DATA FOR THIS TASK START

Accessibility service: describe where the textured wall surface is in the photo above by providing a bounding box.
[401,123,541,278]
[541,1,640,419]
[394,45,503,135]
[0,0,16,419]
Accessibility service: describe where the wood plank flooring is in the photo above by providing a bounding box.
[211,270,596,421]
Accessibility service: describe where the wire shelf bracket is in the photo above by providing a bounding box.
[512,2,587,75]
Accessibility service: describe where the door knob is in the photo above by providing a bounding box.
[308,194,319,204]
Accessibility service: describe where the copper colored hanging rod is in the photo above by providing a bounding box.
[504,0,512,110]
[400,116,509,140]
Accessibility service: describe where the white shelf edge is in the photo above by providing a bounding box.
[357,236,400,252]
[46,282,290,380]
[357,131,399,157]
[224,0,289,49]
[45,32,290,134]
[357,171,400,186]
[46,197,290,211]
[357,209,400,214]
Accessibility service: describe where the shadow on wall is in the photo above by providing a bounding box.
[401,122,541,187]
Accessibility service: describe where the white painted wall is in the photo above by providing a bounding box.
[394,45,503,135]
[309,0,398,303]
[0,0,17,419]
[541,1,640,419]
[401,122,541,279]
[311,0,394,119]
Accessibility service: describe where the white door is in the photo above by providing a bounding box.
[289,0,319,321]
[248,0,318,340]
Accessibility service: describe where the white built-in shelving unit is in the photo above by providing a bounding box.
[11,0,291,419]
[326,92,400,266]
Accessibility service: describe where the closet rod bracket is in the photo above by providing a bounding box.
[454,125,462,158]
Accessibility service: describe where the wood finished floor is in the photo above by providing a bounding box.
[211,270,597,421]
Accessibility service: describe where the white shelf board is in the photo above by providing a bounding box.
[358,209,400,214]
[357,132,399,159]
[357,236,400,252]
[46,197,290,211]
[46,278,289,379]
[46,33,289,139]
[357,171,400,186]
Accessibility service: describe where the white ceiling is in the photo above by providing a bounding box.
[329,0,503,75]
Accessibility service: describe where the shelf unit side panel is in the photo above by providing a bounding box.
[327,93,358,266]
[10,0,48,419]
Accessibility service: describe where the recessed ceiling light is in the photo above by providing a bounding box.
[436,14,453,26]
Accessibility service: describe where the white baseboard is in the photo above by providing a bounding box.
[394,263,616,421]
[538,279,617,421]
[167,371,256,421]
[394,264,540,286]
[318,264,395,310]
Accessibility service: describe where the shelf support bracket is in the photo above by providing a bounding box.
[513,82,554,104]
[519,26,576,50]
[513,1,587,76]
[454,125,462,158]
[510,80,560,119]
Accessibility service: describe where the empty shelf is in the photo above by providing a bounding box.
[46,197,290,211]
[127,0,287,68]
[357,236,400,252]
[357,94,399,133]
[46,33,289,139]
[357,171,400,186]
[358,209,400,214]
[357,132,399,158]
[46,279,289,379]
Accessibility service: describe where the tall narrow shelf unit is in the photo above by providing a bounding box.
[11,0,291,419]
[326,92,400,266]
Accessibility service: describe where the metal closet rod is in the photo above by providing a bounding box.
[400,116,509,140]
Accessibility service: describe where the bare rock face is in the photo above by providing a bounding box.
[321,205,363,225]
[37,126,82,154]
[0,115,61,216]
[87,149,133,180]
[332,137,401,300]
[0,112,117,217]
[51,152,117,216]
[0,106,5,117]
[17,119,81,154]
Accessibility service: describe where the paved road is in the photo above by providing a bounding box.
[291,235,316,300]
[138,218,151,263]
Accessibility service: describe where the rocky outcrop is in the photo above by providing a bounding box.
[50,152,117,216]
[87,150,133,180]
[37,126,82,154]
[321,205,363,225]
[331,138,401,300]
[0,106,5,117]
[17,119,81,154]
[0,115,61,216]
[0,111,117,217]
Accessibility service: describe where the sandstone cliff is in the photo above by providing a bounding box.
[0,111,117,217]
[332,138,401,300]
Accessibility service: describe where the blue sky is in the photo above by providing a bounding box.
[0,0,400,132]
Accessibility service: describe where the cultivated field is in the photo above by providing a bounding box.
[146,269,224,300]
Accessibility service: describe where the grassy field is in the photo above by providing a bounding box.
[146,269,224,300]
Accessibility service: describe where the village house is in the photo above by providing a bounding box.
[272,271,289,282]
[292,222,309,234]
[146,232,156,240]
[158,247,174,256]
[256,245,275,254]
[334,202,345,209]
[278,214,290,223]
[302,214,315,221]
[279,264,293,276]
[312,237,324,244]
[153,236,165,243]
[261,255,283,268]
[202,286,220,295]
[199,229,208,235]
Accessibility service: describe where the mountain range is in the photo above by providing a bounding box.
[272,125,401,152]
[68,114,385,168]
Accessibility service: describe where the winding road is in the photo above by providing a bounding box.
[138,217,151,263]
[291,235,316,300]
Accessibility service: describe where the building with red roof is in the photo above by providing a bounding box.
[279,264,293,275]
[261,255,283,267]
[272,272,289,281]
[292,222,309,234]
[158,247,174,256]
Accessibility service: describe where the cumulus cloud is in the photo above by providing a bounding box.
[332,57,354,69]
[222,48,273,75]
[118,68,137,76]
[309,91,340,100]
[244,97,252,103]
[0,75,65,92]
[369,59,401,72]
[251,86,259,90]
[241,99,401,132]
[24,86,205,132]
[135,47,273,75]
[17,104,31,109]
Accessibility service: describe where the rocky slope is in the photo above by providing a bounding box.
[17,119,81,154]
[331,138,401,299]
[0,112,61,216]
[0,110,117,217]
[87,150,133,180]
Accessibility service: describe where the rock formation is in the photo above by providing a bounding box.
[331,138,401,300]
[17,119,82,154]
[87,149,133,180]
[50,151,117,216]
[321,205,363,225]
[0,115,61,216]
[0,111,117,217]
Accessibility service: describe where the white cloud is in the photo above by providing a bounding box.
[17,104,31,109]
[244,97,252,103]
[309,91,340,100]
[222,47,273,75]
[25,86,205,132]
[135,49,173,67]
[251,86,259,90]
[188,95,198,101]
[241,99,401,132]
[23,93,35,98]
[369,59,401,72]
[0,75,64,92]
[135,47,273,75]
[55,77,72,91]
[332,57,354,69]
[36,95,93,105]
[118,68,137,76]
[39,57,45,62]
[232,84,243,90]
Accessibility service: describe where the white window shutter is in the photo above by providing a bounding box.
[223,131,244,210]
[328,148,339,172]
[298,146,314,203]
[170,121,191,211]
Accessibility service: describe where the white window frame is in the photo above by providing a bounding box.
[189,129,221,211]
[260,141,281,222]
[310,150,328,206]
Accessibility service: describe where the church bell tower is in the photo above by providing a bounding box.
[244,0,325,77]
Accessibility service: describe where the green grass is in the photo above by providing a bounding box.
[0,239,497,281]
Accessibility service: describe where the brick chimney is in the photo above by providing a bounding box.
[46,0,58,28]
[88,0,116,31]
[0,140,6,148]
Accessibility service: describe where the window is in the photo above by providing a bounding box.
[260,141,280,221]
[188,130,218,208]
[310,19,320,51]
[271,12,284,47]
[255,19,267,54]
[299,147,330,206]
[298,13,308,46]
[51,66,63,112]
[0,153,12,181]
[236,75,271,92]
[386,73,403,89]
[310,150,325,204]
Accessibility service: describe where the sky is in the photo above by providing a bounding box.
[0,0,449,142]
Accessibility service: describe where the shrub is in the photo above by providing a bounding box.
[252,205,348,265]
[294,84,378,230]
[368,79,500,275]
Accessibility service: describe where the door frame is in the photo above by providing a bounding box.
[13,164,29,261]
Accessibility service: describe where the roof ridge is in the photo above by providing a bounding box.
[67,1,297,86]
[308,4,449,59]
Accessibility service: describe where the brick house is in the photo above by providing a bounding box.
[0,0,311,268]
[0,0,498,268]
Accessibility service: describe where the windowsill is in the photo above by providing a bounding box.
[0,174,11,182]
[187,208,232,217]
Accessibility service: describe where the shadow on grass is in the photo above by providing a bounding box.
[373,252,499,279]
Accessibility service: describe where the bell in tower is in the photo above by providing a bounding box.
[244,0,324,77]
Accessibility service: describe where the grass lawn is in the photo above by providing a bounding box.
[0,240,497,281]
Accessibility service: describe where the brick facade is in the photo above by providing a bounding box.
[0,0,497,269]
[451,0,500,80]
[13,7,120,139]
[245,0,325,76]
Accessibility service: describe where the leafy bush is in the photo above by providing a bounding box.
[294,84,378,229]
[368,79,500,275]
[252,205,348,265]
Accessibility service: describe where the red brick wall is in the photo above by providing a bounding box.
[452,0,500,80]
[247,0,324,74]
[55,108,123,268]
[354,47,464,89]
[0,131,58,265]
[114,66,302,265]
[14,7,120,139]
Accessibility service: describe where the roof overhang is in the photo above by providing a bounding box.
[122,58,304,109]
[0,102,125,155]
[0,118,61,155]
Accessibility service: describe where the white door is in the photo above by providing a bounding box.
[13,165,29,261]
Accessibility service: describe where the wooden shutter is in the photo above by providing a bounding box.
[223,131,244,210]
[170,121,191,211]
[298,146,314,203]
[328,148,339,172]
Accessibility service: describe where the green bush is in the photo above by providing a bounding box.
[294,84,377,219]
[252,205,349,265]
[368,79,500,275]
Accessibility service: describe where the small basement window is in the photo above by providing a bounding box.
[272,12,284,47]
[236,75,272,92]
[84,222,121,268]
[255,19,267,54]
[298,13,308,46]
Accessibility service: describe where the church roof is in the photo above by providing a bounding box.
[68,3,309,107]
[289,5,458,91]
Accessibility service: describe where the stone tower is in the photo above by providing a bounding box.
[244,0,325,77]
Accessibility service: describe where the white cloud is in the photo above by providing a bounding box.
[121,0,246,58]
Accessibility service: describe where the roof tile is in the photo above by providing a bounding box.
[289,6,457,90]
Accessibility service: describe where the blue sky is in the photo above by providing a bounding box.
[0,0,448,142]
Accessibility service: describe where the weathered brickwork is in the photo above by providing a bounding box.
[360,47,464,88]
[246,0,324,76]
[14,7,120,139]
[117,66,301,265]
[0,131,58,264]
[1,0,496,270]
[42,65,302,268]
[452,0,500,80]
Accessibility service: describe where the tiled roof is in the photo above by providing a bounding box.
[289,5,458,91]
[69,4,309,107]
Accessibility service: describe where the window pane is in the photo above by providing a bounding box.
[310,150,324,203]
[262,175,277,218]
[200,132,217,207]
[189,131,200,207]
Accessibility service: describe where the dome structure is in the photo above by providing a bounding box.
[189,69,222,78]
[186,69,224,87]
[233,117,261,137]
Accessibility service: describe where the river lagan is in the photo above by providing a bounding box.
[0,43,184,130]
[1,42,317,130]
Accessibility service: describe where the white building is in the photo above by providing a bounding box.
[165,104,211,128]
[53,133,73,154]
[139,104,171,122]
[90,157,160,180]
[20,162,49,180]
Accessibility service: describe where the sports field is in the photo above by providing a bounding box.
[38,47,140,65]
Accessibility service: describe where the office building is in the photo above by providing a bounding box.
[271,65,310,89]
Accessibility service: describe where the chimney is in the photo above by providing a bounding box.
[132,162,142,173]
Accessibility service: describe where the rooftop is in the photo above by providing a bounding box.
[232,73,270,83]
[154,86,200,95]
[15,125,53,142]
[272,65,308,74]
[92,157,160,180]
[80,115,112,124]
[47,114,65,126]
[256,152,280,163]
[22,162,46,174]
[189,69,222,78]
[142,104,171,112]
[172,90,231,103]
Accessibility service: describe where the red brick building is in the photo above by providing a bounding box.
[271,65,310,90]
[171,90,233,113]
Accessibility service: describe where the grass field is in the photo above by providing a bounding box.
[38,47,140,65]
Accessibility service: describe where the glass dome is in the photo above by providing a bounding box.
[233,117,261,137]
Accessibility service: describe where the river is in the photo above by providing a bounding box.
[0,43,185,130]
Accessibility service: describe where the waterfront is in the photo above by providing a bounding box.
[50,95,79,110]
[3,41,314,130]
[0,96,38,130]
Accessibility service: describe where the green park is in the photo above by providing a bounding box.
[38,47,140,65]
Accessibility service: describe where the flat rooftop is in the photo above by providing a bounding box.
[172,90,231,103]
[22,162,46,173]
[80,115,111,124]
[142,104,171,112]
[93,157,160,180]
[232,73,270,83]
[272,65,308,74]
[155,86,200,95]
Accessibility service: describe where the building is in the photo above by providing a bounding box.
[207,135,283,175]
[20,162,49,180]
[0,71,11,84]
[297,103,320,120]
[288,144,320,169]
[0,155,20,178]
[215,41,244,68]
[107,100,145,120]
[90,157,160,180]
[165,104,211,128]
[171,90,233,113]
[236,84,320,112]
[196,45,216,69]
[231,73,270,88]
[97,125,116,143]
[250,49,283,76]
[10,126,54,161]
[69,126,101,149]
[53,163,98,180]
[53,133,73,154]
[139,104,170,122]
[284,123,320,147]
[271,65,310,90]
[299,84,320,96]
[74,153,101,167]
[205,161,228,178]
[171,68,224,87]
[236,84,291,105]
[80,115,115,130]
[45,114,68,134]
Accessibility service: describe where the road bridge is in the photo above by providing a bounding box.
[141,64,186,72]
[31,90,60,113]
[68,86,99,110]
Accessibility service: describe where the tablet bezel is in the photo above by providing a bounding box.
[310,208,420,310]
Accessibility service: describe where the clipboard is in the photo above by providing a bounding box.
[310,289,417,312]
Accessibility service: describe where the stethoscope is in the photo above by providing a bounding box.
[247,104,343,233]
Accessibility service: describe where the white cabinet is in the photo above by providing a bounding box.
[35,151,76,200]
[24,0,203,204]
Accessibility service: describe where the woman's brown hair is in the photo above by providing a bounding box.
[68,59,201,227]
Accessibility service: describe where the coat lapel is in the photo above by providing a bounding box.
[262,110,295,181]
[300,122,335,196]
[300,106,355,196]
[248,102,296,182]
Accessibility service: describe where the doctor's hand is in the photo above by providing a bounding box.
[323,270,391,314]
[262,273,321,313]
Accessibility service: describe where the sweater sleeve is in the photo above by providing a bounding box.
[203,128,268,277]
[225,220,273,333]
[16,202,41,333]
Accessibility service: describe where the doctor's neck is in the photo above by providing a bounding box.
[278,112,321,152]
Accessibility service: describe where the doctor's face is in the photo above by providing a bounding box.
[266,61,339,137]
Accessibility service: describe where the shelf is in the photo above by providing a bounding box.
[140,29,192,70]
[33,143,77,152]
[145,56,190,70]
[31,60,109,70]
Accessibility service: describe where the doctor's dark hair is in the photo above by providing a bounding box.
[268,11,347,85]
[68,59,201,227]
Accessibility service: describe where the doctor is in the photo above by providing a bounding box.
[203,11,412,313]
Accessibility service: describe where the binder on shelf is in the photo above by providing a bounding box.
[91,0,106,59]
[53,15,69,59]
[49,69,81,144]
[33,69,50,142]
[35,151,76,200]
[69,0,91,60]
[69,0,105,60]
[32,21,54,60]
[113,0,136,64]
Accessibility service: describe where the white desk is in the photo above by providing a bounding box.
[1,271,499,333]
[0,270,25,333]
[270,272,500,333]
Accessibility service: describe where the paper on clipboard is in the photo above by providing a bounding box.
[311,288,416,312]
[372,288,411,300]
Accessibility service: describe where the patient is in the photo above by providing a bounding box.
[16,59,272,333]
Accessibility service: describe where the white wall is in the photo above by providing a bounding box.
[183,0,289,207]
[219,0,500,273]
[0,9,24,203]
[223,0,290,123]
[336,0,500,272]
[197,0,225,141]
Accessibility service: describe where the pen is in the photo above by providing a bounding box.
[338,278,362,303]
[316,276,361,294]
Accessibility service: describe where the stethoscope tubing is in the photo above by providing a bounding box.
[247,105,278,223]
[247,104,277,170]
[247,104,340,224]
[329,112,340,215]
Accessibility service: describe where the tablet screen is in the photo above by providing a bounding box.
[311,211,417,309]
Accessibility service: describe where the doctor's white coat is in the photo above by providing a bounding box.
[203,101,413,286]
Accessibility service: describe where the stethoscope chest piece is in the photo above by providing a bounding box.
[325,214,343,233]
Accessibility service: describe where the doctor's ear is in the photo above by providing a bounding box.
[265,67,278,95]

DATA FOR THIS TASK END

## TASK PROMPT
Only the lines from the one containing "Accessibility service: describe where the doctor's ear" through the end of the records above belong in the output, each exactly as it stands, both ends included.

## FINISHED EXERCISE
Accessibility service: describe where the doctor's ear is in the photo above by providing a bounding box.
[265,67,278,95]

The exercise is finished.